Spicy Roast Vegetable, Butterbean & Lentil Soup - Vegan Friendly
I started making this soup in a cold Melbourne winter when I was at uni. It was the perfect go-to soup to keep warm while studying for hours, keep any colds & viruses at bay and affordable on a student budget. It keeps well in the fridge and is easy to reheat. It’s packed full of veggies and goodness, and very easy to adjust to your palate, health needs or climate.
Time Poor? No sweat. A super quick version can be done by not roasting the vegetables, which still gives good flavour, just not quite as hearty as when roasting until the vegetables are caramelising.
This is the base recipe, feel free to adjust to suit you.
Ingredients
2 x medium - large sweet potatoes
2 x red capsicums
6 x medium sized carrots
1 x brown onion
1 x bulb of garlic
1 x teaspoon cayenne
1 x teaspoon turmeric powder
2 x cans of organic tomatoes (or equivalent of fresh tomatoes)
2 x cans organic lentils
1 x can organic butter beans
1 x tub of tomato paste (140g 100% tomato concentrate - no added salt)
Organic Olive oil
500 ml (or more if wish) of free range/organic chicken stock or vegetable stock to be vegan friendly.
1L of boiled water
Baking paper (optional)
Medium sized soup pot, large deep baking tray and hand blender are required.
Variations:
Spices: Ginger, smoked paprika, turmeric & cummin.
If you prefer a creamy consistency but wish to remain dairy free add another can of organic butter beans, or 2 x cans of butter beans : 1 x can of lentils.
Other vegetables to consider: beetroot (caramelises nicely), parsnips and pumpkin.
Time poor?
If you don’t have time to roast the vegetables you can just add it all in the pot, bring to boil, blender and serve. It is much faster, just not quite as tasty.
Let me know how you go! Enjoy.
Method
Turn oven on to 180 degrees.
Line the tray with a sheet of baking paper (not essential it just helps with cleaning).
Peel and chop sweet potatoes, capsicum and carrots to bite sized pieces. I find 2-3cm squares works well. The bigger the pieces the longer it will take to cook. Add them all to the baking tray.
Peel garlic so all cloves are whole still and add them to the vegetables in the baking tray.
Add a good splash of olive oil over the vegetables and toss it all through so they’re all covered.
Put tray of vegetables and garlic into the preheated oven.
Check vegetables and turn them over every 20-25 minutes, until they’re brown and caramelising.

━━━━━━━━━━━━━━━━

### QUESTIONS TO ANSWER
**A)** List the equipment that the soup recipe says is required.
**B)** Write out the part of the soup recipe that begins at the words "Organic Olive oil" and ends with the words "blender are required.". Keep the original wording.
**C)** Carry the soup recipe's method forward from its last step, turning the vegetables in the oven.
The data that comes next is separate material with no connection to the soup recipe.

Records from a data source

━━━━━━━━━━━━━━━━

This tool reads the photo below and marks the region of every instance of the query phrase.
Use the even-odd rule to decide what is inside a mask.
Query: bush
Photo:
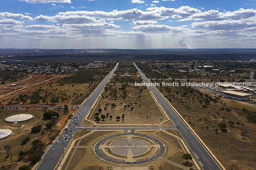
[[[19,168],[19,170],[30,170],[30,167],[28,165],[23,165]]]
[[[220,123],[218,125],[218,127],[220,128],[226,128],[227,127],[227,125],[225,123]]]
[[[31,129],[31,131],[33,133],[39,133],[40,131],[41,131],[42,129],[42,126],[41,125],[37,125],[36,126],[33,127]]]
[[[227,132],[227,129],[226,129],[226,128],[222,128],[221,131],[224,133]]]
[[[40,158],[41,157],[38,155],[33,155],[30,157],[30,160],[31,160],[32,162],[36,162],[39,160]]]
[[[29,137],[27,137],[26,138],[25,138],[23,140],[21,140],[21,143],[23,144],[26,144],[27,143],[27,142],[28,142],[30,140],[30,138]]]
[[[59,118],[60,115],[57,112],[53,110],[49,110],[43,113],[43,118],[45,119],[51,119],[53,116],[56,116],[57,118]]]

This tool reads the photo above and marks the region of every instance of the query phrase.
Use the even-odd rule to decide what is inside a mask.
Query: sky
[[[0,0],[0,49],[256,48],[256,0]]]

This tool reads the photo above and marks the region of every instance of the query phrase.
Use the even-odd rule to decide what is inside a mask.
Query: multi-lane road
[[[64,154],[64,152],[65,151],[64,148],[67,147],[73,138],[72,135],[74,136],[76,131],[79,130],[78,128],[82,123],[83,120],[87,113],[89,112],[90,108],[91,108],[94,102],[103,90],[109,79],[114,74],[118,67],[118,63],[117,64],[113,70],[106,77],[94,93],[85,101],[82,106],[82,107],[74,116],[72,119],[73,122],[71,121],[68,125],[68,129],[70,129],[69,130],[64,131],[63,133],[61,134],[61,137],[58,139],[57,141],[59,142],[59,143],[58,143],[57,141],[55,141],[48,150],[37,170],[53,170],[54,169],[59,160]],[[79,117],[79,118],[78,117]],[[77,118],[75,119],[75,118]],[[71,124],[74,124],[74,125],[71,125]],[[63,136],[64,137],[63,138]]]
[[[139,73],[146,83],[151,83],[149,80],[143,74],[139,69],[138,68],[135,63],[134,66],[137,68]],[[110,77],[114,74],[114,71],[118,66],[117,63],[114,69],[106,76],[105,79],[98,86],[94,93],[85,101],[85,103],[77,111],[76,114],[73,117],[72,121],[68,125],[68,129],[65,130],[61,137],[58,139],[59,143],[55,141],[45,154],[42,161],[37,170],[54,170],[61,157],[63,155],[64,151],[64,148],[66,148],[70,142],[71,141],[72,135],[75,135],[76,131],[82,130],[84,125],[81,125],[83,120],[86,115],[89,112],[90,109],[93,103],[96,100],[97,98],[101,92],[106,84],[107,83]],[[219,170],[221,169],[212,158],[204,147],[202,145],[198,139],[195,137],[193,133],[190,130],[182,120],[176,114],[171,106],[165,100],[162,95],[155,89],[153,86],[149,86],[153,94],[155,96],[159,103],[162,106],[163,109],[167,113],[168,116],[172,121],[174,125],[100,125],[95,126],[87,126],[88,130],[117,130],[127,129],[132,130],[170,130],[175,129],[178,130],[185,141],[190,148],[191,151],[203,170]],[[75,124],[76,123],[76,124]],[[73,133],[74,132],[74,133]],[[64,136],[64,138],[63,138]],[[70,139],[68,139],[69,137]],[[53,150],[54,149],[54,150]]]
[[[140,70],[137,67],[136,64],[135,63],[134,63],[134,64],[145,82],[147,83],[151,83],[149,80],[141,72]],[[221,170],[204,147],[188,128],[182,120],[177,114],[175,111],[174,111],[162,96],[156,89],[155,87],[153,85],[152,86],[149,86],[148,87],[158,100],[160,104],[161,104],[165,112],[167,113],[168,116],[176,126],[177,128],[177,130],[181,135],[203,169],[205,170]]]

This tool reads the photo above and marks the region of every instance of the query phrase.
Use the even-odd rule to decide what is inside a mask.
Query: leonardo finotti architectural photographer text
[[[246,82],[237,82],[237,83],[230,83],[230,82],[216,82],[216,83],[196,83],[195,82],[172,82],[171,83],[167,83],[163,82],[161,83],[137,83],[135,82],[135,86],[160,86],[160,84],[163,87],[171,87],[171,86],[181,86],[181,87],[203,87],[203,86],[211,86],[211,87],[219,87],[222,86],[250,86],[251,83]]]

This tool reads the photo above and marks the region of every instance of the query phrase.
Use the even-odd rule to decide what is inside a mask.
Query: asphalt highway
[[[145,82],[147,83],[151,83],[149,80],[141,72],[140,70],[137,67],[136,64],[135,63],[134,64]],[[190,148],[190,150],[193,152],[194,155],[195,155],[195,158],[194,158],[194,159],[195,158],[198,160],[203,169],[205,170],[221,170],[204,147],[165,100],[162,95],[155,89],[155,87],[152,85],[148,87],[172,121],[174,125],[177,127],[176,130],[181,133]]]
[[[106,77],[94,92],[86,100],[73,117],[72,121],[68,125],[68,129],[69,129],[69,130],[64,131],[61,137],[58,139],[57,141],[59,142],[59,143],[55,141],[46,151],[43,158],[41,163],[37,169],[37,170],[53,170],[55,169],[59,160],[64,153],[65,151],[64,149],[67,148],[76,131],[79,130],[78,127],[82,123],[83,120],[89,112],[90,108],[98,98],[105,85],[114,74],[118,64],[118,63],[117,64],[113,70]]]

━━━━━━━━━━━━━━━━

### ANSWERS
**A)** Medium sized soup pot, large deep baking tray, hand blender

**B)**
Organic Olive oil
500 ml (or more if wish) of free range/organic chicken stock or vegetable stock to be vegan friendly.
1L of boiled water
Baking paper (optional)
Medium sized soup pot, large deep baking tray and hand blender are required.

**C)**
For this amount of vegetables it takes my oven about 75 minutes or so. The trick is to keep checking them and turning them over, they’re ready when they’re caramelised, soft in the middle and dark brown on the outside. Note: The more vegetables in the tray the longer it takes.
When nearing the end of their cook dice onion into medium pieces.
Add a splash of olive oil to pot, turn stove top plate on to medium high heat, add diced onions to warmed oil. Cook until nice and brown.
Boil 1 litre of water in kettle.
Open cans of lentils and butter beans, place in strainer over the sink and run under water to rinse them. Keep turning them over under the water until there are no more bubbles coming off them. Note: pre-soaked lentil & butterbeans can also be used, it just takes more planning to soak them overnight!
Once onions are brown add all the vegetables and stock, stir and bring to boil. Add the boiled water, tomato paste, canned tomatoes, lentils, butter beans, turmeric and cayenne. Add salt & pepper to taste, if you wish. Stir, bring to boil and then down to a simmer for 15 - 20 minutes. Stir a couple of times to make sure the bottom of the soup isn’t burning. Once simmered, take off heat and set aside to cool.
When cooled for a few minutes start blending with the hand blender. Add more water to make blending consistency to your preferred choice.
Serving suggestions
Once blended it’s ready to serve. Pictured here topped with coriander microgreens. Other serving suggestions: cracked pepper & hummus.
Allow the rest to cool before converting to storage containers (unless glassware) and keep in the fridge.